::: Supplied data

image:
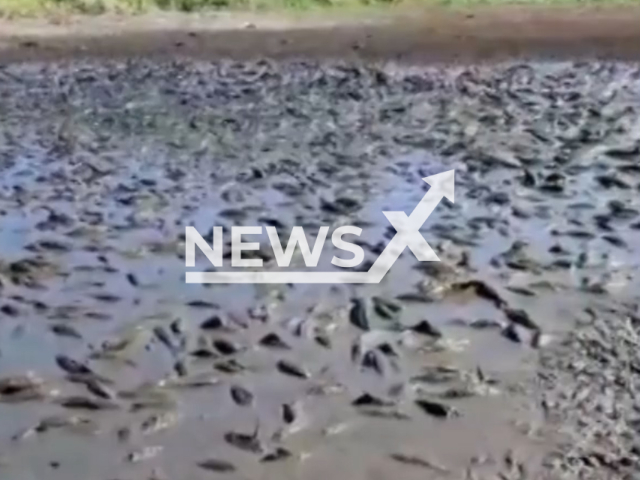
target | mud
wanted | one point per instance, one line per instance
(112, 367)
(407, 35)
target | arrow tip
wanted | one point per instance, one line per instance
(444, 182)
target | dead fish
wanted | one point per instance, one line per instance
(323, 340)
(84, 403)
(385, 308)
(63, 330)
(246, 442)
(216, 465)
(511, 332)
(355, 351)
(385, 414)
(371, 360)
(280, 453)
(358, 314)
(23, 386)
(436, 409)
(225, 347)
(273, 340)
(123, 434)
(212, 323)
(418, 462)
(230, 366)
(241, 396)
(387, 350)
(425, 327)
(483, 290)
(143, 454)
(106, 297)
(87, 377)
(368, 400)
(203, 353)
(520, 317)
(415, 297)
(288, 413)
(100, 390)
(133, 280)
(202, 304)
(291, 369)
(163, 336)
(157, 422)
(180, 367)
(72, 366)
(436, 374)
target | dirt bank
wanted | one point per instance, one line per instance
(435, 35)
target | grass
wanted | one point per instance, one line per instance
(40, 8)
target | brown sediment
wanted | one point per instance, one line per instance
(488, 33)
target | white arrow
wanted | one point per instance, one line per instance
(408, 235)
(408, 228)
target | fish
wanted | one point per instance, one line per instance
(291, 369)
(241, 396)
(217, 465)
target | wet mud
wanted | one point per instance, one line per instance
(112, 367)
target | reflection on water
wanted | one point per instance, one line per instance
(544, 218)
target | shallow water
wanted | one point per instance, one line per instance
(109, 162)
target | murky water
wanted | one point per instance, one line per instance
(103, 165)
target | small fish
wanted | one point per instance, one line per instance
(243, 441)
(272, 340)
(225, 347)
(72, 366)
(289, 368)
(436, 409)
(202, 304)
(386, 414)
(323, 341)
(278, 454)
(241, 396)
(180, 367)
(162, 336)
(366, 399)
(79, 402)
(483, 290)
(100, 390)
(358, 314)
(385, 308)
(418, 462)
(520, 317)
(63, 330)
(288, 414)
(145, 453)
(425, 327)
(370, 360)
(230, 366)
(216, 465)
(133, 280)
(212, 323)
(156, 422)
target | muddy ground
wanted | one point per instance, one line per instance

::::::

Update the lines from the one containing "target | muddy ground" through the final line by swapping "instance" for "object" and leaving everything else as is. Return only those updated lines.

target | muddy ground
wanted | one point per object, one line per object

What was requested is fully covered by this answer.